* **What is being asked**
Present every line of the listing below as a numbered list, omitting any blank lines.

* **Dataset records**
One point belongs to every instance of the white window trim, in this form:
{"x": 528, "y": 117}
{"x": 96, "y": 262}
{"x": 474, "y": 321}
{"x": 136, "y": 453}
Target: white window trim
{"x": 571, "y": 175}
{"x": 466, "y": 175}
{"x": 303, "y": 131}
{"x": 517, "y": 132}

* **Expected output**
1. One point belongs to every instance of the white window trim, in this form:
2. {"x": 528, "y": 117}
3. {"x": 96, "y": 262}
4. {"x": 474, "y": 321}
5. {"x": 136, "y": 453}
6. Target: white window trim
7. {"x": 571, "y": 175}
8. {"x": 466, "y": 175}
9. {"x": 303, "y": 131}
10. {"x": 517, "y": 132}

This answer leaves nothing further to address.